> **EXCERPT**:
Pain relief after your procedure


There are different ways that we can give you pain relief after your operation or procedure.

Tablets, capsules or liquids

These are used for all types of pain. You need to be able to eat, drink and not feel sick for these medicines to work.


These are put in your bottom and melt to release medicine. They are useful if you cannot swallow, or if you are likely to be sick.


These are often needed straight after surgery, especially when you are in recovery. We might do the injections through a small thin tube (cannula) into a vein. We can also give injections into your leg or bottom using a needle.

Patient-controlled analgesia (PCA)

PCA is used to control pain after operations. The anaesthetist puts a small thin tube (cannula) into a vein in your arm or hand before your operation. The cannula is attached to a tube connected to the PCA pump.

After the operation, we give you a button to press whenever you need more pain relief. This button releases a set amount of painkillers (usually morphine) into your blood stream.

People often worry that they might give themselves too much pain relief with the PCA pump. However, the pumps only allow a set amount of painkillers to be released. No matter how many times you press the button, you cannot give yourself an overdose of painkillers.

> **INPUT DATA**:
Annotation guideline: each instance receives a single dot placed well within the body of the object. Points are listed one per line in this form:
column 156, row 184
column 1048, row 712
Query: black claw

> **BRIEF A**:
According to the pain relief text, what painkiller does the PCA button usually release?
> **BRIEF B**:
Summarize the pain relief text in two sentences.
> **BRIEF C**:
Write the next part of the pain relief text, picking up after its last sentence.

> **RESPONSE BOX A**:
Morphine.

> **RESPONSE BOX B**:
Pain relief after an operation or procedure can be given as tablets, capsules or liquids, as medicines put in the bottom, or as injections into a vein, leg or bottom. With patient-controlled analgesia, pressing a button releases a set amount of painkillers through a cannula, and the pump cannot give an overdose however many times the button is pressed.

> **RESPONSE BOX C**:
The nurses monitor you while you use a PCA to make sure that your pain is controlled.

It is important that family members and friends do not press the PCA button.

Local-anaesthetic catheters

These are fine tubes used to help with pain. The surgeon or anaesthetist can put them under your skin near to the surgical wound or the nerves in this area.

Each catheter is attached to a pump that contains local anaesthetic.

The local anaesthetic blocks pain signals from nearby nerves and should ease your pain. The pump can be kept on for several days.

Not all operations are suitable for having local-anaesthetic catheters.

Epidural infusion

An epidural is a type of pain control sometimes used after major operations.

We give you pain medicines through a tube from a locked pump system. They bathe the pain nerves in your back. This blocks feelings of pain from the part of your body that is operated on.

The epidural infusion usually continues for 2 to 5 days.

Read more about the possible side effects of having an epidural.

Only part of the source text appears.